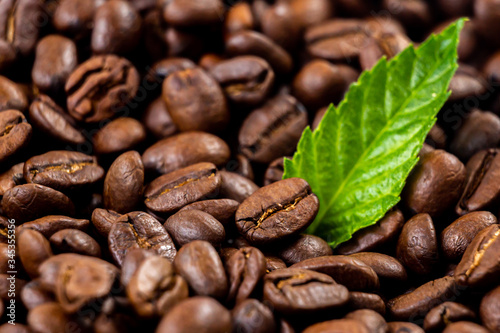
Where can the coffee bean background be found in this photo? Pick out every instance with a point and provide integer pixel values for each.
(141, 157)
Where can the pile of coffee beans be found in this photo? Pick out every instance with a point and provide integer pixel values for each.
(141, 157)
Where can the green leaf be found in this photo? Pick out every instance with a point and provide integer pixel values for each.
(359, 157)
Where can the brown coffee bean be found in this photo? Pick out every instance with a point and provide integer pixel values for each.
(12, 177)
(100, 87)
(195, 101)
(245, 270)
(15, 133)
(119, 135)
(298, 291)
(273, 130)
(139, 230)
(417, 247)
(33, 249)
(350, 272)
(481, 191)
(12, 96)
(458, 235)
(245, 80)
(183, 150)
(56, 57)
(158, 120)
(124, 183)
(117, 28)
(375, 236)
(338, 326)
(75, 241)
(196, 314)
(480, 264)
(200, 265)
(320, 83)
(418, 303)
(446, 313)
(51, 119)
(28, 202)
(155, 288)
(489, 310)
(169, 193)
(302, 248)
(50, 224)
(435, 184)
(254, 43)
(190, 225)
(260, 218)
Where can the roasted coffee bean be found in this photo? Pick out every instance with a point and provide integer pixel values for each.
(11, 95)
(458, 235)
(260, 218)
(245, 269)
(236, 187)
(338, 326)
(75, 17)
(50, 224)
(119, 135)
(375, 236)
(56, 57)
(464, 327)
(435, 184)
(200, 265)
(245, 80)
(371, 319)
(33, 295)
(253, 316)
(117, 28)
(304, 247)
(299, 291)
(169, 193)
(418, 303)
(139, 230)
(360, 300)
(82, 280)
(124, 183)
(155, 288)
(388, 269)
(185, 149)
(480, 264)
(417, 247)
(272, 130)
(51, 119)
(12, 177)
(337, 40)
(403, 327)
(33, 249)
(100, 87)
(350, 272)
(49, 317)
(222, 209)
(444, 314)
(195, 101)
(63, 170)
(257, 44)
(481, 130)
(75, 241)
(490, 311)
(196, 314)
(190, 225)
(481, 190)
(158, 120)
(320, 83)
(15, 133)
(30, 201)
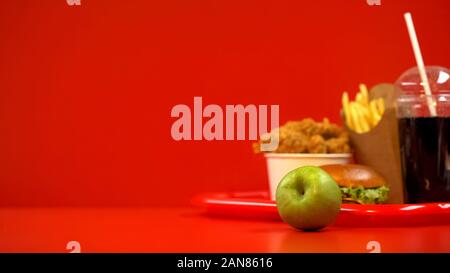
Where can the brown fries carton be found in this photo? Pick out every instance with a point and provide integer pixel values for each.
(379, 148)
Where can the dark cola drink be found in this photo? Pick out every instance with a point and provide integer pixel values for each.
(425, 154)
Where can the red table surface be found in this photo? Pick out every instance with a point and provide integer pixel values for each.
(189, 230)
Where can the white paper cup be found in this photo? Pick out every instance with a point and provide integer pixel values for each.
(278, 165)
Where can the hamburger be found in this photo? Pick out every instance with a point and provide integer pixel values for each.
(359, 184)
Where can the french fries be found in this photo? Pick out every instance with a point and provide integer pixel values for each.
(362, 114)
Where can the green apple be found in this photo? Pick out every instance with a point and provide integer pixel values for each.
(308, 198)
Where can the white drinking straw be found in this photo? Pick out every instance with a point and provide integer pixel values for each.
(420, 64)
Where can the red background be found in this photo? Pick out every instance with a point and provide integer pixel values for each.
(86, 91)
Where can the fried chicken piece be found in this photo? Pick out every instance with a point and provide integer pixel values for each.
(317, 145)
(308, 136)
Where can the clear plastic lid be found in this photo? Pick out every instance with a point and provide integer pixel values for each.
(412, 101)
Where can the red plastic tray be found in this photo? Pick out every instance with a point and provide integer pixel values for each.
(257, 205)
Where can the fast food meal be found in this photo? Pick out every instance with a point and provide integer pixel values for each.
(308, 136)
(359, 184)
(362, 114)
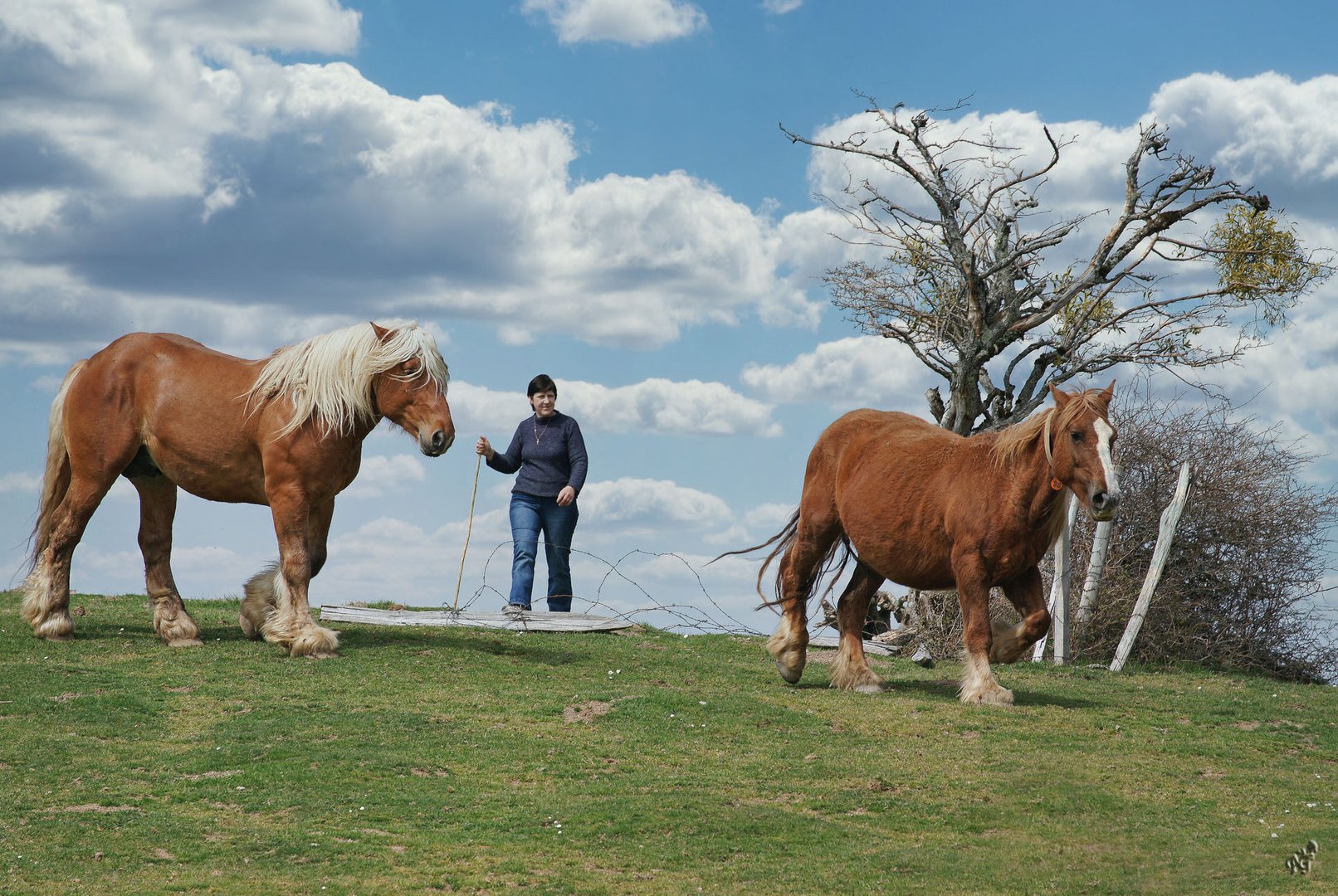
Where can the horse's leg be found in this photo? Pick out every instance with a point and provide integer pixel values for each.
(46, 603)
(850, 670)
(260, 599)
(289, 623)
(1025, 594)
(973, 592)
(157, 509)
(798, 572)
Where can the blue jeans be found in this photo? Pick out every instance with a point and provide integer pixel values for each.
(530, 515)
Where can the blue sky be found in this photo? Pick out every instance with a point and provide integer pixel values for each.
(594, 189)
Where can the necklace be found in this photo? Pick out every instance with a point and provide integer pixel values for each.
(537, 431)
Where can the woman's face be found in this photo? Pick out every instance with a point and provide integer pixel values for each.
(544, 404)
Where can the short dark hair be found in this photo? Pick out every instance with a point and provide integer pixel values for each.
(542, 382)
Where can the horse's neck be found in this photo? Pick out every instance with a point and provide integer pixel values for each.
(1033, 478)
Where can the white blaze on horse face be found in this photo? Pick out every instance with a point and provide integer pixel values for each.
(1103, 450)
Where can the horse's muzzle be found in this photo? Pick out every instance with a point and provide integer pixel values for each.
(435, 444)
(1103, 504)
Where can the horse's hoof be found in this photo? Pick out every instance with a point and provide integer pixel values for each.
(994, 696)
(789, 673)
(55, 629)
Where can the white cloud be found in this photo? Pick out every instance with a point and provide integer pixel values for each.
(633, 503)
(20, 483)
(857, 371)
(627, 22)
(379, 475)
(1262, 127)
(680, 408)
(164, 127)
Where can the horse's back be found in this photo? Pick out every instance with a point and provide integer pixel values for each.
(893, 479)
(177, 400)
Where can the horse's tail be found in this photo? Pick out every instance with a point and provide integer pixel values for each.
(782, 541)
(55, 482)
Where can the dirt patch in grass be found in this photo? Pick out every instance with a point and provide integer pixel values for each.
(586, 712)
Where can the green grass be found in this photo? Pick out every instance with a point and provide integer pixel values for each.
(430, 760)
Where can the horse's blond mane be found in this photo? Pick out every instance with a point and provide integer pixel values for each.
(328, 377)
(1014, 441)
(1018, 437)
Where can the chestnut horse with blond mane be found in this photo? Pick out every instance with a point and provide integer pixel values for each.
(166, 412)
(931, 509)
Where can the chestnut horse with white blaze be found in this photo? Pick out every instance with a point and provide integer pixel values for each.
(166, 412)
(930, 509)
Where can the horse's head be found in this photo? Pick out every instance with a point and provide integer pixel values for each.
(411, 393)
(1079, 443)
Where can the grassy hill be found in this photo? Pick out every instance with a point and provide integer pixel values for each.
(428, 760)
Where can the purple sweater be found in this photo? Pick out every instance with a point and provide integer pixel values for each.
(549, 454)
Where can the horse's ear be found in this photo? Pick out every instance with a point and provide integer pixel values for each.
(1060, 397)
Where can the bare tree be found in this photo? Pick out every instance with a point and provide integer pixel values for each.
(965, 282)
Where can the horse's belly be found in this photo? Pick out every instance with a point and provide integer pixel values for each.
(903, 565)
(216, 479)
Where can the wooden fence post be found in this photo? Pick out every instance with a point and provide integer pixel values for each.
(1096, 568)
(1060, 590)
(1170, 518)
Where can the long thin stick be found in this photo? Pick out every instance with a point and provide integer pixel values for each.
(467, 530)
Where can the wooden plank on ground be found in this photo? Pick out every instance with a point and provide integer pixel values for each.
(442, 618)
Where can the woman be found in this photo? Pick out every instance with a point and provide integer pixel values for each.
(549, 452)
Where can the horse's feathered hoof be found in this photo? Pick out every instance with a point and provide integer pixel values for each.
(58, 626)
(316, 642)
(988, 696)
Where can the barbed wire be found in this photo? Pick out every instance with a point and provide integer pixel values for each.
(686, 616)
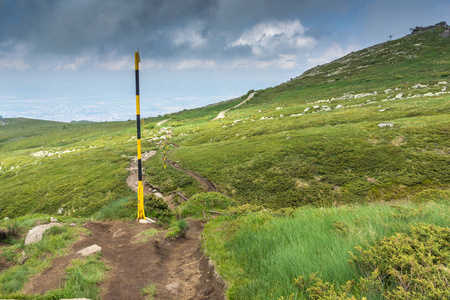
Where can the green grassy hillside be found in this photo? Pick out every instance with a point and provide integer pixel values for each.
(316, 139)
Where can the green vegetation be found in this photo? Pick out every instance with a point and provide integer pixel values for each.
(308, 181)
(200, 205)
(260, 253)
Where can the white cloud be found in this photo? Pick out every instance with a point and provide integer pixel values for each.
(74, 65)
(273, 37)
(283, 62)
(191, 35)
(13, 64)
(332, 52)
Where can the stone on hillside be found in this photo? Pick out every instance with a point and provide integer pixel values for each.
(90, 250)
(386, 124)
(146, 221)
(35, 234)
(173, 287)
(420, 86)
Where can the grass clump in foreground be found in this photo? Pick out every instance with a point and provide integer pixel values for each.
(260, 253)
(32, 259)
(126, 208)
(149, 291)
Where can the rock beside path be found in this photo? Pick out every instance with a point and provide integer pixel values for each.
(35, 234)
(90, 250)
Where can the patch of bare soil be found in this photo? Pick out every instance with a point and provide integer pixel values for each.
(178, 268)
(132, 180)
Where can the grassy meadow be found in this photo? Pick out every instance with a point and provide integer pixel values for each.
(318, 178)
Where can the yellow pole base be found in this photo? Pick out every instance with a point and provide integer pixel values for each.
(141, 213)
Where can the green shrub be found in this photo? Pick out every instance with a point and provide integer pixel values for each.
(202, 204)
(431, 195)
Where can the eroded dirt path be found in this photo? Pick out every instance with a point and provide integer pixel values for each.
(221, 115)
(132, 180)
(178, 268)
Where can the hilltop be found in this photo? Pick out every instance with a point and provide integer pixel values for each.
(350, 156)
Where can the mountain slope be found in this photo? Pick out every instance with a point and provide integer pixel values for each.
(317, 138)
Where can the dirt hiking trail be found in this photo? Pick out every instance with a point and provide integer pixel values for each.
(221, 115)
(177, 268)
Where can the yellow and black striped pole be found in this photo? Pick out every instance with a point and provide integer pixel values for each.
(141, 214)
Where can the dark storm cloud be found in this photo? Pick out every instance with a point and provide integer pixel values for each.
(71, 27)
(189, 29)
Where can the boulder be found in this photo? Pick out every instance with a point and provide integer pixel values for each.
(386, 124)
(90, 250)
(35, 234)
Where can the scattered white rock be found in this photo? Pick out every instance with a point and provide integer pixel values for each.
(399, 96)
(173, 287)
(386, 124)
(90, 250)
(419, 86)
(35, 234)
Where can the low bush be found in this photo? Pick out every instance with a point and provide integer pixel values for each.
(201, 204)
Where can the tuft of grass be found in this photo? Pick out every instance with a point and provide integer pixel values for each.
(117, 209)
(260, 253)
(201, 204)
(178, 229)
(144, 236)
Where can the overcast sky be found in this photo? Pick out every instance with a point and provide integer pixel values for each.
(74, 59)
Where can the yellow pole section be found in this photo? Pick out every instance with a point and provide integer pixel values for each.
(141, 213)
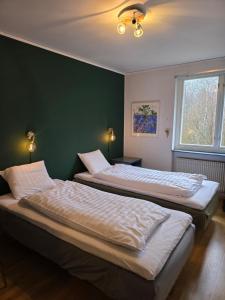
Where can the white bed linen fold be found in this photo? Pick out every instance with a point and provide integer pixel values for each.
(125, 221)
(169, 183)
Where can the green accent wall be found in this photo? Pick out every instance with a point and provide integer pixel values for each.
(69, 104)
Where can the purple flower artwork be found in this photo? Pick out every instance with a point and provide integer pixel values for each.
(145, 117)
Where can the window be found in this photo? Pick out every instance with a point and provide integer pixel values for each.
(200, 113)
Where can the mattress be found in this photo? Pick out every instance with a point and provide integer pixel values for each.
(117, 283)
(198, 201)
(147, 263)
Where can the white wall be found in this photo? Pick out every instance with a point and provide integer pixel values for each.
(157, 84)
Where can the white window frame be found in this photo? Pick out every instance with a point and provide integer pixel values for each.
(216, 147)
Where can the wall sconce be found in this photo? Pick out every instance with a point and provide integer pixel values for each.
(31, 144)
(111, 135)
(111, 139)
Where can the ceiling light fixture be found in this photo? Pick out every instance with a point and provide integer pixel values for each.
(134, 15)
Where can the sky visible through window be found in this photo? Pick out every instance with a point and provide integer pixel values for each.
(199, 111)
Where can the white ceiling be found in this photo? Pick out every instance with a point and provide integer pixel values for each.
(175, 31)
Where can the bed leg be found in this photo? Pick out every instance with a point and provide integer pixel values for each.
(3, 283)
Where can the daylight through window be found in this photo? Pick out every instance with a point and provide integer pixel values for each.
(200, 113)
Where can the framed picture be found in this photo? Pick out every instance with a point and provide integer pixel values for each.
(145, 118)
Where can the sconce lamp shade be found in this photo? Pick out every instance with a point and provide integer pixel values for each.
(112, 136)
(31, 147)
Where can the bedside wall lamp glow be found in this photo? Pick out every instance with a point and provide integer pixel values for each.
(111, 139)
(31, 147)
(133, 15)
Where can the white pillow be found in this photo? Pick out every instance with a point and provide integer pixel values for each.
(94, 161)
(29, 179)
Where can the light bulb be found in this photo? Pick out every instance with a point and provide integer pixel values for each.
(138, 32)
(32, 147)
(121, 28)
(112, 137)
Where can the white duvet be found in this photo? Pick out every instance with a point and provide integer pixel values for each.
(148, 180)
(121, 220)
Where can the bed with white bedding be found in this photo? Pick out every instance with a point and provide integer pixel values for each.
(190, 193)
(40, 221)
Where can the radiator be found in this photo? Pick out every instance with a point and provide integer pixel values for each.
(214, 170)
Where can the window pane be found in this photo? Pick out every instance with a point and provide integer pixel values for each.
(199, 111)
(223, 129)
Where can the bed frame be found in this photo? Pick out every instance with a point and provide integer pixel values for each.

= = = =

## Your instructions
Rewrite the records from the line with "Where can the purple sweater" up to and including the line with "(1060, 397)" as a numbered list, leaving out any blank lines.

## Final result
1. Where can the purple sweater be found in this photo? Pick out every instance with a point and provide integer pixel values for each.
2. (549, 454)
3. Where can the horse's ear be found in this photo? Pick out every instance with a point and provide integer pixel values for each.
4. (1060, 397)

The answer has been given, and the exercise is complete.